Extract to read:
______________________________

Soul-Full: Deonte Burton is All HeartStory by Nick Gallo | Photography by Coby Van Loan

On Saturday Oct. 26, Thunder forward Deonte Burton will participate in the Susan G. Komen “More than Pink” Walk in downtown Oklahoma City, meeting with breast cancer survivors and leading them on the walk. Burton will also visit the Remembrance Tent at Bicentennial Park to honor his mother, Barbara Burton-Malone, who passed away from breast cancer in 2014.

Deonte Burton couldn’t sleep. Not just one night. Every night. Ambien made him feel strange. Nothing helped, except for the oldest trick in the book.

“A good old car ride,” Burton sighed, happily. “I’m like a big baby. Put me in a car for about five minutes, no music and I’m gonna’ be asleep.”

It wasn’t his parents or older siblings who gave him a late-night lift. It was the girls’ basketball coach at Vincent High School, Stephanie Bahr, a woman who helped mentor kids in the Milwaukee area. When Burton couldn’t sleep, in high school and then later at Marquette University, she drove him around for hours to help him catch a few winks. She also had a major impact in getting him through the greatest emotional test of his life.

“She challenged me mentally. She helped me see things in ways that I wasn’t looking at it,” Burton said. “And I’m kind of hard-headed. She helped a lot with that.”

Despite constantly flashing a wide, gapped smile that sits above a sharp, powerful, angled jaw line, Burton had a hard time keeping his head clear. During his sophomore year of high school, his mother, Barbara Burton-Malone, was diagnosed with breast cancer. With the help of his six siblings, who now range in age from Deonte at 25 all the way up to his eldest brother at 42, the family pulled together to stay strong. They learned the facts and understood what they meant. Barbara herself was an absolute pillar of strength in the face of horrible reality.

“It makes things a lot easier when you are informed,” Burton said.

“There was almost always somebody by her side,” he said. “We just did what we could to help. She made it really easy because she was always uplifting. She was making us feel better.”

Burton finished high school at Vincent while his mom continued her fight. As the only player on his high school team with a Division I scholarship offer, Burton became the leader of not just a team in his senior season, but a family. He eschewed his own stats and empowered his teammates, hoping to propel them toward college opportunities as well.

______________________________

Instructions:
(1) Give the full names of the people credited in or written about in the Deonte Burton profile. Leave out any name that appears only inside an event title.
(2) Repeat the Deonte Burton profile word for word between "Soul-Full: Deonte Burton" and "cancer in 2014.", inclusive.
The lines after this point come from a separate source and are unrelated to the Deonte Burton profile.

Text-to-region grounding lines
______________________________

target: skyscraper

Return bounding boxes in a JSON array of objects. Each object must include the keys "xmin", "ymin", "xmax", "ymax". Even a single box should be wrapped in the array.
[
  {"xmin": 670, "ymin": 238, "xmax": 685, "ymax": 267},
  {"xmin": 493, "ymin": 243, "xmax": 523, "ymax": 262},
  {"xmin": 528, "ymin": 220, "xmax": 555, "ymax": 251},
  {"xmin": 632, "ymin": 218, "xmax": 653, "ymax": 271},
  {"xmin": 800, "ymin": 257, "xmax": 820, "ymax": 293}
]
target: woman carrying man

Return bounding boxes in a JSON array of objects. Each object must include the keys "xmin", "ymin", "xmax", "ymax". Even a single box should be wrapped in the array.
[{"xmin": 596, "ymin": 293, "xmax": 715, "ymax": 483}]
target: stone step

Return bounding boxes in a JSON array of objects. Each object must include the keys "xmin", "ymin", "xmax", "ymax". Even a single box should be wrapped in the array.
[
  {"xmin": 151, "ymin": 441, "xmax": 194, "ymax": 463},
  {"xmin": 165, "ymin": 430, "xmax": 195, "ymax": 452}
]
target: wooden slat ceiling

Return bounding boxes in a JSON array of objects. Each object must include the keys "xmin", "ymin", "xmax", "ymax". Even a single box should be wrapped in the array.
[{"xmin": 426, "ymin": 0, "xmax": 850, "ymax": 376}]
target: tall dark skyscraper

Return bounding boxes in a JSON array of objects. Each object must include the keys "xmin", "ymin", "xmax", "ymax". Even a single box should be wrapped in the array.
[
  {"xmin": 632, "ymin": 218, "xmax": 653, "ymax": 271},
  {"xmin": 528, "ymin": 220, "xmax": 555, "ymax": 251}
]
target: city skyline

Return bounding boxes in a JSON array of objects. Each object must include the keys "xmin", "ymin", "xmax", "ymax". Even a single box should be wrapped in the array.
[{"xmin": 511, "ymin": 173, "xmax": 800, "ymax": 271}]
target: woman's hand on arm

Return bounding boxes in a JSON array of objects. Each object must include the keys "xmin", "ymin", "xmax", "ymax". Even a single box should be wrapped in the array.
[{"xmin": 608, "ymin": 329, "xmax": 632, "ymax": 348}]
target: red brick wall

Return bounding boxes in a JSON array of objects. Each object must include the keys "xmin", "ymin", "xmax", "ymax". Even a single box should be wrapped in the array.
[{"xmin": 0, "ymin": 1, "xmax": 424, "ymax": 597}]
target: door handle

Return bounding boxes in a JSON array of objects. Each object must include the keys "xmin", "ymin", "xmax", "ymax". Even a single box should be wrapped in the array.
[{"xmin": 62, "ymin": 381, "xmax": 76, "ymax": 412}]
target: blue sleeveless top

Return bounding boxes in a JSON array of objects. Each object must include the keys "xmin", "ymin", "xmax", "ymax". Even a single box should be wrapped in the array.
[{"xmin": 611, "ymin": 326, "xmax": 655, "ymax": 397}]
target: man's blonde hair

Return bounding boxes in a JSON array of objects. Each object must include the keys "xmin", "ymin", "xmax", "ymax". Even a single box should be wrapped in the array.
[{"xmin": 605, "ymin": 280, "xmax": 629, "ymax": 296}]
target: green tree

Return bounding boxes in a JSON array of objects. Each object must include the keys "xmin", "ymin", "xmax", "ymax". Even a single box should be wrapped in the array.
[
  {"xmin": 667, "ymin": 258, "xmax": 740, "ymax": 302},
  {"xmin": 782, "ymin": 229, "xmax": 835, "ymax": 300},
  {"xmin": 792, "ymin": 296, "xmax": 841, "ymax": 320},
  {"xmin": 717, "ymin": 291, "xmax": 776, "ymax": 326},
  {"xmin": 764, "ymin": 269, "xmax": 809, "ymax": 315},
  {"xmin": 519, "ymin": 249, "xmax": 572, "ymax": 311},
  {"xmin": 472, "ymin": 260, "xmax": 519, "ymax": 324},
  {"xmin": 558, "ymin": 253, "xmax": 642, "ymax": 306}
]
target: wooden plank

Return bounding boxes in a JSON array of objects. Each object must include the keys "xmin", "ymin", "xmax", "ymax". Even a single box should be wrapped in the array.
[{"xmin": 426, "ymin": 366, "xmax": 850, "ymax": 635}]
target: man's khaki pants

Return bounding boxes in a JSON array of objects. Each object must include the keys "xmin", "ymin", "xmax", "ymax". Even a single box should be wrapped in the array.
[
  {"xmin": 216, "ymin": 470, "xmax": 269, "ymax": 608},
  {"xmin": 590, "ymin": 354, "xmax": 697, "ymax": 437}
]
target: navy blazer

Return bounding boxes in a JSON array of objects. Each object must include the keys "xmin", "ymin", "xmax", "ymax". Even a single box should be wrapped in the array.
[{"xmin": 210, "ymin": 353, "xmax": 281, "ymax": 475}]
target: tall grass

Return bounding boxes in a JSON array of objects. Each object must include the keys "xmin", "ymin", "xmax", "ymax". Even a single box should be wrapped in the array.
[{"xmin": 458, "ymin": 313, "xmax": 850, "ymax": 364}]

______________________________

Outputs by task:
(1) Deonte Burton, Nick Gallo, Coby Van Loan, Barbara Burton-Malone, Stephanie Bahr

(2)
Soul-Full: Deonte Burton is All HeartStory by Nick Gallo | Photography by Coby Van Loan

On Saturday Oct. 26, Thunder forward Deonte Burton will participate in the Susan G. Komen “More than Pink” Walk in downtown Oklahoma City, meeting with breast cancer survivors and leading them on the walk. Burton will also visit the Remembrance Tent at Bicentennial Park to honor his mother, Barbara Burton-Malone, who passed away from breast cancer in 2014.